Requirement: Except for the images, repeat the entries below word for word.

Given data:
--------

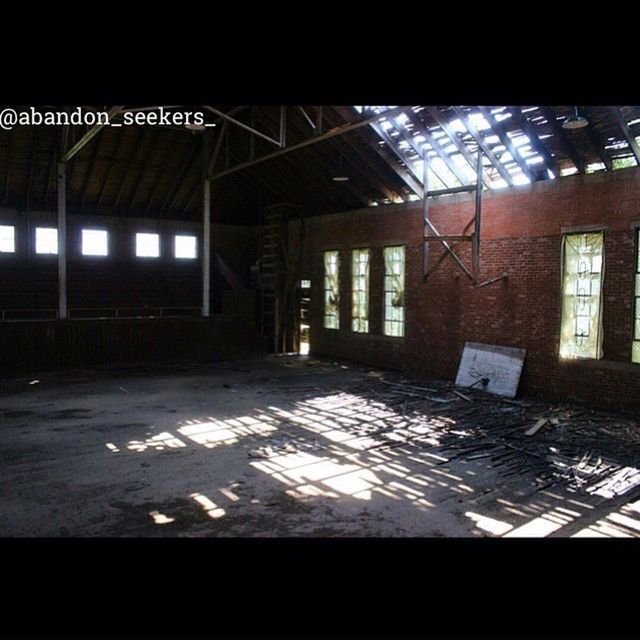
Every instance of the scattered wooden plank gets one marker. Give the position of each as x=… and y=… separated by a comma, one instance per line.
x=461, y=395
x=536, y=427
x=402, y=385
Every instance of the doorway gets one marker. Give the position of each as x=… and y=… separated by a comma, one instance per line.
x=304, y=299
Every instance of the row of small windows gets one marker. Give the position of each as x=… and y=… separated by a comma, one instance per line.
x=394, y=266
x=95, y=242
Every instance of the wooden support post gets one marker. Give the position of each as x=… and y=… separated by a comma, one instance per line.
x=425, y=209
x=206, y=247
x=62, y=241
x=475, y=244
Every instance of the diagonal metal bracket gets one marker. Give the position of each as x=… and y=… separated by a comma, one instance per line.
x=431, y=234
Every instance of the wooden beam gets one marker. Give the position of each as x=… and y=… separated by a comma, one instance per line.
x=622, y=123
x=563, y=138
x=506, y=141
x=62, y=241
x=93, y=131
x=242, y=125
x=530, y=129
x=481, y=142
x=403, y=173
x=379, y=185
x=216, y=151
x=163, y=169
x=190, y=159
x=112, y=164
x=90, y=168
x=435, y=113
x=337, y=131
x=7, y=171
x=408, y=162
x=420, y=127
x=34, y=152
x=598, y=145
x=52, y=168
x=145, y=160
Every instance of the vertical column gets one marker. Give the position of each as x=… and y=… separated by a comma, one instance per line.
x=475, y=245
x=425, y=210
x=62, y=241
x=206, y=246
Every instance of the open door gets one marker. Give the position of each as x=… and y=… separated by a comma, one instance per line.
x=304, y=298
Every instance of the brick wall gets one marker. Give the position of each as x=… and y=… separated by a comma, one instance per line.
x=521, y=236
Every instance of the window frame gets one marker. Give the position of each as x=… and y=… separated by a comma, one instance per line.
x=35, y=242
x=94, y=255
x=367, y=291
x=15, y=240
x=147, y=233
x=586, y=231
x=384, y=292
x=325, y=290
x=185, y=235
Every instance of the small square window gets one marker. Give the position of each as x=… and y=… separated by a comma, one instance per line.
x=46, y=240
x=7, y=239
x=147, y=245
x=186, y=247
x=95, y=242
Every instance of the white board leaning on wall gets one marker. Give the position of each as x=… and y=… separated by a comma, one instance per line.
x=491, y=368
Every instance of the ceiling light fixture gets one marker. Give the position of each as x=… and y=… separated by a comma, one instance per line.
x=192, y=126
x=575, y=121
x=340, y=177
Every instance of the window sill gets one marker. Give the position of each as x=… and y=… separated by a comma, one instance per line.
x=592, y=363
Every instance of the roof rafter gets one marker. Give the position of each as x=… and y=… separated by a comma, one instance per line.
x=507, y=142
x=598, y=145
x=563, y=138
x=436, y=146
x=435, y=113
x=482, y=143
x=530, y=130
x=617, y=113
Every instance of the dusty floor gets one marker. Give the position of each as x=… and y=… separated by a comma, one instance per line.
x=260, y=447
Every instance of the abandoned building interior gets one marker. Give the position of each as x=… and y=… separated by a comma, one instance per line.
x=320, y=321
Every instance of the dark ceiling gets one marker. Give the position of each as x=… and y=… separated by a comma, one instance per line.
x=152, y=171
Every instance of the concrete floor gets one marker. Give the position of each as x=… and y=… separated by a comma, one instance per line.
x=252, y=447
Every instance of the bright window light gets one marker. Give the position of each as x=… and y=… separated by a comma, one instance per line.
x=46, y=240
x=7, y=239
x=186, y=247
x=147, y=245
x=95, y=242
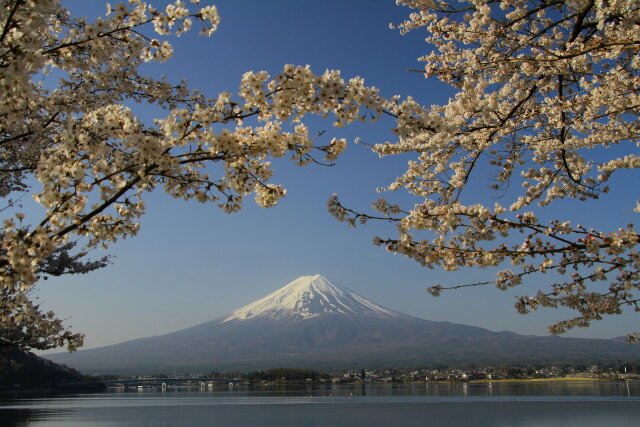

--------

Response to the exercise:
Every instance of the scattered wooden plank gets one marker. Give the position of each as x=… and y=… separated by a comma, one instance per line.
x=461, y=395
x=536, y=427
x=402, y=385
Every instance of the doorway gets one marker. Give the position of each as x=… and y=… separated by a comma, one instance per line.
x=304, y=299
Every instance of the row of small windows gets one marker. Give the position of each as x=… and y=… separated by a comma, one instance per line.
x=394, y=266
x=95, y=242
Every instance of the wooden support post gets one marker. Give the position of each as x=… and y=… separated by a comma, one instance per line.
x=425, y=209
x=206, y=247
x=62, y=241
x=475, y=244
Every instance of the diagonal metal bracket gets one marker. Give the position of each as x=… and y=… separated by a comma, one instance per line.
x=431, y=234
Every instance of the wooden beam gets one marker. Give the position of each as x=… and y=… separated by a comma, one instance per line.
x=622, y=123
x=563, y=138
x=506, y=141
x=62, y=241
x=93, y=131
x=242, y=125
x=530, y=129
x=481, y=142
x=403, y=173
x=379, y=185
x=216, y=151
x=163, y=169
x=190, y=159
x=112, y=164
x=90, y=168
x=435, y=113
x=337, y=131
x=7, y=171
x=408, y=162
x=420, y=127
x=34, y=152
x=598, y=145
x=52, y=168
x=145, y=160
Every instance of the vertical column gets one marker. Give the position of each as x=… and y=… separated by a comma, one instance per line.
x=475, y=245
x=425, y=210
x=62, y=241
x=206, y=246
Every instance of the open door gets one marker. Give the position of each as x=… and y=… separated by a comma, one instance per line.
x=304, y=298
Every instance of the brick wall gets one marker. Give the position of each as x=… and y=… separated by a comma, one instance per line.
x=521, y=236
Every instance of the window frame gets one marker. Give the position of each as x=… and y=… separated by a comma, one instance per line.
x=35, y=242
x=94, y=255
x=367, y=291
x=15, y=240
x=147, y=233
x=586, y=231
x=384, y=292
x=325, y=290
x=185, y=235
Every instance of the small square window gets one marker. Give the position of each as x=… and y=… separated by a comma, one instance per line.
x=46, y=240
x=7, y=239
x=147, y=245
x=186, y=247
x=95, y=242
Every instance of the white board leaning on wall gets one marker. Give the position of each as x=… and y=… separated by a comma, one instance per line.
x=491, y=368
Every instance of the ceiling light fixture gets one marker. Give the position of each as x=… and y=… separated by a comma, one instance per line.
x=192, y=126
x=575, y=121
x=340, y=177
Every instance of the window sill gets one marker. Give the position of each as x=… and y=… separated by a comma, one instance per line.
x=592, y=363
Every instance of the roof rafter gets one marker. Give the position of each as x=… and y=… separated by a comma, one instance per line.
x=507, y=142
x=598, y=145
x=563, y=138
x=436, y=146
x=435, y=113
x=482, y=143
x=530, y=130
x=617, y=113
Every instance of the dusty floor gets one marker. Give the position of each as x=… and y=… separated by a comma, one instance per line.
x=260, y=447
Every instance of the abandoned building interior gets one marker. Give the position of each as x=… and y=… separated by a comma, one instance per line.
x=320, y=321
Every instance of the dark ceiling gets one marker. Give the position of each as x=… and y=… separated by a comma, one instance per line.
x=152, y=171
Every instance of the concrete floor gets one marker. Give the position of each as x=… and y=… separated by a comma, one instance per line.
x=252, y=447
Every instance of the bright window light gets one marker. Give the position of each as x=… and y=… separated by a comma, one instance per line.
x=46, y=240
x=7, y=239
x=186, y=247
x=147, y=245
x=95, y=242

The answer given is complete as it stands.